* [Письменные задания]:
[A] Ответьте по исходному тексту на вопросы:
(i) Кто спел Марфу?
(ii) Какую партию тенор пел в первой премьере этого сезона?
(iii) Какое меццо, по словам исходного текста, Оксана Волкова?
[B] Подсчитайте, в скольких строках записей есть слово «MUST», с учётом регистра. В ответе дайте только число.

* [Исходный текст]:
=-=-=

Яркое и точное звучание хора также констатировало, что у Большого – по-прежнему прекрасный «коллективный вокалист», без которого редкую русскую оперу трудно себе представить полноценно реализованной.

В целом оказался интересным и состав певцов, сочетавший как штатных солистов Большого, так и приглашенных звезд.

Лирическая пара оказалась целиком «своя»: Марфу спела Ольга Селиверстова, а Лыкова – Бехзод Давронов. Стажировавшаяся в Париже выпускница Московской консерватории – явная фаворитка нынешнего музрука Большого: она пела у него совсем недавно главные партии в таких важных премьерах как «Путешествие в Реймс» и «Снегурочка», активно задействована в текущем репертуаре.

Красивая молодая певица с не самым выдающимся по своим кондициям, но вполне техничным, профессионально «сделанным» голосом в титульной партии-роли смотрится весьма органично: пение свободное, верхи уверенные, дикция отличная, фразировка осмысленная, актерская игра – естественная.

Узбекский тенор, без особых прошлых заслуг вдруг ставший пару лет назад сразу солистом Большого, сегодня также здесь весьма востребован (в первой премьере этого сезона он пел, например, Гвидона в «Сказке о царе Салтане»): его голос несколько более матовый, чем хотелось бы в русской партии, но в целом вокализация свободная и звучная, а образ получается на удивление не экзотический.

Драматическую пару исполнили гости. Прославленное белорусское меццо Оксана Волкова хорошо известна в Москве, да и в Большом пела не раз, еще в бытность стажером Молодежной программы и неоднократно позже. Ее культурный, европейской выделки голос, ровный, с хорошими выходами на верхи и бесшовной регистровкой прекрасно звучал в лирических фрагментах (акапельная выходная «Снаряжай скорей» вообще вышла шедевром), да и в драме, в общем-то, впечатлял.

Вопросы к певице остались лишь в финале. Многим исполнительницам партии Любаши не даётся последняя сцена, когда героиня появляется в опере спустя полтора акта отсутствия, уже с остывшим голосом, но должна провести короткий, но очень драматически напряжённый диалог с Грязным. И здесь Волкова прозвучала не слишком убедительно – мурашки по телу не забегали от её «ты загубил мне душу».

=-=-=

* [Данные]:
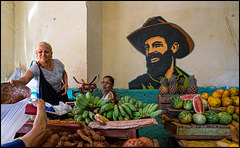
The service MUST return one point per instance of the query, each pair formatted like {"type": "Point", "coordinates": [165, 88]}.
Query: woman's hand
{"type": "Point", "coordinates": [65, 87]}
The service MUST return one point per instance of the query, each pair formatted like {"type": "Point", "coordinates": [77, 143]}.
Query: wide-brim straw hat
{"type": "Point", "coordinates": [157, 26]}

=-=-=

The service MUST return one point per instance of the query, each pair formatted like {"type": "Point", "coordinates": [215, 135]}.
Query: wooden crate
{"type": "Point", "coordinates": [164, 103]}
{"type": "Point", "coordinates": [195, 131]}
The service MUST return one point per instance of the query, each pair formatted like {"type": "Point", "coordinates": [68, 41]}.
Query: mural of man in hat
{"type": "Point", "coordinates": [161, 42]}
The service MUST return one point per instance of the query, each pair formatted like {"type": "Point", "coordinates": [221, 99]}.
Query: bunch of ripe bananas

=-=-=

* [Ответы к заданиям]:
[A]
(i) Ольга Селиверстова
(ii) Гвидона в «Сказке о царе Салтане»
(iii) Прославленное белорусское меццо

[B] 5